### Selection
# # # #

I can see how it might be misleading. We can get to that later.

How is it inaccurate?

How is it horribly inaccurate?

How is it an analogy?


Black holes are not "black" because of escape velocity.
If that were the reason then, for example, light could get
some distance away from the surface before falling back
(in the same way you can throw a ball in the air at less
than escape velocity).
That is a non sequitur. Saying that the principle of
escape velocity applies to light and black holes does not
imply that light behaves like massive objects. There
simply is no reason to make that inference.

The fact that light and other massless things always move
at a constant speed -- which is radically unlike the behavior
of massive things -- is in no way contradicted by saying that
escape velocity at the event horizon of a black hole is the
speed of light, and that is why light cannot escape.



For that reason, I don't think the (Newtonian) concept of
escape velocity is even meaningful at (or within) the event
horizon. That makes it an analogy.
I do not see any way that it does not apply. Nothing can
escape the event horizon of a black hole, because escape
velocity at the event horizon is the speed of light, and
nothing moves faster than that speed. There is no reason
to call that an analogy.



And also misleading because people who get their science
articles from popular media may think that light can escape
the surface, or you could escape if you moved faster than
light or ....
I suggested that we leave this until after we agree on
whether Pete's statement was actually inaccurate or not.

But since you say it ... The event horizon is the surface
which bounds the region from which light cannot escape.
Below the surface, light cannot escape. Above the surface,
light can escape. What are you saying is wrong about the
idea that "light can escape the surface"? Although I would
probably not express it that way, I see nothing wrong with
the physics. The horizon is the surface marking the lowest
level in the gravity well from which light can escape.

And ... If you could move faster than light, then yes, you
would be able to escape.

So I disagree with all of your objections.

-- Jeff, in Minneapolis

Strange
2014-Jul-17, 05:16 PM
That is a non sequitur. Saying that the principle of
escape velocity applies to light and black holes does not
imply that light behaves like massive objects. There
simply is no reason to make that inference.

I don't understand your logic. Escape velocity has a clear definition. If light is affected by gravity such that it is constrained by escape velocity then why wouldn't anything we say about it not be the same as we say about anything else regarding escape velocity. (Sorry if that sounds confused but I have no idea what you are trying to say. The "escape velocity" analogy is the thing making the correspondence with massive objects, not me. I am pointing out drawing an analogy with massive objects in low energy domains is inappropriate.)


The fact that light and other massless things always move
at a constant speed -- which is radically unlike the behavior
of massive things -- is in no way contradicted by saying that
escape velocity at the event horizon of a black hole is the
speed of light, and that is why light cannot escape.

I do not see any way that it does not apply. Nothing can
escape the event horizon of a black hole, because escape
velocity at the event horizon is the speed of light, and
nothing moves faster than that speed. There is no reason
to call that an analogy.

# # # #

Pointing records
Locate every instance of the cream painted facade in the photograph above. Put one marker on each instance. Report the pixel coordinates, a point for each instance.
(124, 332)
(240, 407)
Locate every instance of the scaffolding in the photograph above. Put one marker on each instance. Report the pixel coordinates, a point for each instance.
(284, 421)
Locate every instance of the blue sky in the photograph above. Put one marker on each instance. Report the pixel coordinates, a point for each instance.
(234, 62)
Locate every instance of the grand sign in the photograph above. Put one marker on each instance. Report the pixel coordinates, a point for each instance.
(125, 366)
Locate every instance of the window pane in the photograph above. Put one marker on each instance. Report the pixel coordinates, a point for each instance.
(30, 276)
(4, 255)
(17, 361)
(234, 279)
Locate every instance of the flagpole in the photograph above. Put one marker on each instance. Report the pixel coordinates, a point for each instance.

# # # #

### Objectives
1/ Switch "ball" to "stone" and write out the part of the black hole discussion that begins at the words "How is it an" and stops after "than escape velocity).".
2/ Answer these questions from the black hole discussion:
(a) What surface bounds the region from which light cannot escape?
(b) What city follows the name Jeff in the sign-off?
(c) What date and time appear under the name Strange?

### Results for each task
1/
How is it an analogy?


Black holes are not "black" because of escape velocity.
If that were the reason then, for example, light could get
some distance away from the surface before falling back
(in the same way you can throw a stone in the air at less
than escape velocity).

2/
(a) The event horizon
(b) Minneapolis
(c) 2014-Jul-17, 05:16 PM